I have been interested in ontology-aided text processing. In particular, together with my students, Maciej Janik and Mehdi Allahyari, I have created an ontology-based text categorization method, which requires no classifier training (and, consequently, no need for a training set), in contrast to many traditional text categorization methods. Furthermore, in our recent work in this area, we have created a method which allows dynamic specification of user-defined classification categories.

Recently, one of my Ph.D. students, Mehdi Allahyari, we have been focusing on the development of ontology-based topic modeling and topic labeling methods.

Furthermore, I have been working on ontology-aided text mining, especially on entity and relationship extraction in the area of bioinformatics, as described below.

I have been also interested in ontology-based text summarization and directed theses in this topic.

Bioinformatics

Bioinformatics has been one my main interests since the early 90's. Currently, I have been working on development of the Protein Kinase Ontology, ProKinO, which has been a collaborative project with Dr. Natarajan Kannan from Biochemistry and Molecular Biology at UGA. Protein kinases are an important, diverse family of enzymes that are genomically altered in many human cancers. ProKinO represents a wealth of knowledge and data related to protein kinases and allows for formulating and executing integrative, hypothesis-driven queries. We have written a software system to automatically repopulate ProKinO at regular intervals, with relevant data from a variety of sources, including UniProt, KinBase, COSMIC, and Reactome. Furthermore, together with my Ph.D. student, Shima Dastgheib, we have developed a graphical query builder, suitable for biologists who are not familiar with the SPARQL query language and the ProKinO schema.

Currently, I have been working identification of impacts somatic mutations in protein kinases. It is an important project, since mutations in kinases have been experimentally linked to many different types of cancer. We have been text mining all full-text articles downloadable from PubMed Central ftp site (nearly one million articles). All of the automatically identified impacts are later curated by researchers in order to eliminate any false positives. The final mutation impact results collected and curated in this text mining project will be incorporated into the ProKinO ontology.

I have also been working on a variety of projects related to the biology of glycans, and more specifically to glycomics, computational aspects processing data and knowledge about glycans. More information is available on the glycomics Web site.

In the 90's, I have worked on the project to create an information system for the genome mapping of the fungus Aspergillus nidulans, a joined project with of Dr. Jonathan Arnold of the Genetics Department at the University of Georgia. I have designed and implemented a software system called Fungal Genome Data Base (FGDB) capable of constructing and editing of physical maps. The system, capable of generating various maps, editing genome data (for chromosomes, clones, probes, sequences, genes, etc.), and connecting to other genome and protein databases (for example, GenBank), has been successfully used to create and fine-tune the physical maps of Aspergillus nidulans and Nectria Haematococca. Subsequently, it was used to create the physical maps of Neurospora crassa and Pneumocystis carinii.

> **PROBLEM TO SOLVE**
According to the research overview, which data sources are used to automatically repopulate ProKinO?

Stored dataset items
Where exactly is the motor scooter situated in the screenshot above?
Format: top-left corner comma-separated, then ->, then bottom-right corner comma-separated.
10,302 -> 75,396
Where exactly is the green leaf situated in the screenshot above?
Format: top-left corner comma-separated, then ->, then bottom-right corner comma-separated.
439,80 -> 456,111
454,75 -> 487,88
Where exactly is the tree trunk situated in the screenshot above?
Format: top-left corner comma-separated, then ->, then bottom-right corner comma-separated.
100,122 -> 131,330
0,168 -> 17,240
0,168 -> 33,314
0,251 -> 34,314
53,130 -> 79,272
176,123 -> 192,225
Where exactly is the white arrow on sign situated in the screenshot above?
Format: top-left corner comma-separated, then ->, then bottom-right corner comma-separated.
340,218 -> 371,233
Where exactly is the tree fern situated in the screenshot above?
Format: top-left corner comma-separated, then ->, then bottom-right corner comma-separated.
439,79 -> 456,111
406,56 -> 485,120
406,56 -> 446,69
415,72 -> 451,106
--
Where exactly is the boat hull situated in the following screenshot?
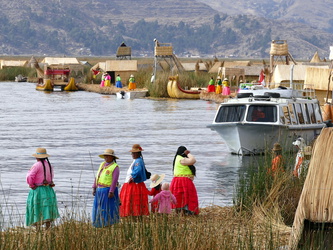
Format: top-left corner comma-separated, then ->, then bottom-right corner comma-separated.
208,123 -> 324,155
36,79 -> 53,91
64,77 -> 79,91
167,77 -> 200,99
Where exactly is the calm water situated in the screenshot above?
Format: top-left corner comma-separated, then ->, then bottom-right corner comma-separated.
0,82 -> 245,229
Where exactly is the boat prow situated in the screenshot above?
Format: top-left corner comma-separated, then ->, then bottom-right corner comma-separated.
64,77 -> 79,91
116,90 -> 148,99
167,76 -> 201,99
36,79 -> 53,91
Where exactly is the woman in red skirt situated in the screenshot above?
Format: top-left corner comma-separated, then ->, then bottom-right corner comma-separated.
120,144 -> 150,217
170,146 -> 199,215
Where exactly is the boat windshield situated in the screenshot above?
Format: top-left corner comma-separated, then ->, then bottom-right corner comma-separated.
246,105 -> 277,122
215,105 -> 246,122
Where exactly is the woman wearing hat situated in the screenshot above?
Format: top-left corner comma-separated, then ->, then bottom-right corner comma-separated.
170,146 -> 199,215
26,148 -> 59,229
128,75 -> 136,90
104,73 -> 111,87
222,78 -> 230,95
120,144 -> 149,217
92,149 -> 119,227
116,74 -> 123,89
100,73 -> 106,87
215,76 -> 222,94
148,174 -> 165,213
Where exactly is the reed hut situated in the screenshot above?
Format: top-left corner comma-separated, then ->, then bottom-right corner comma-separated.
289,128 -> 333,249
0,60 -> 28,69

> **SOLUTION**
UniProt, KinBase, COSMIC, and Reactome.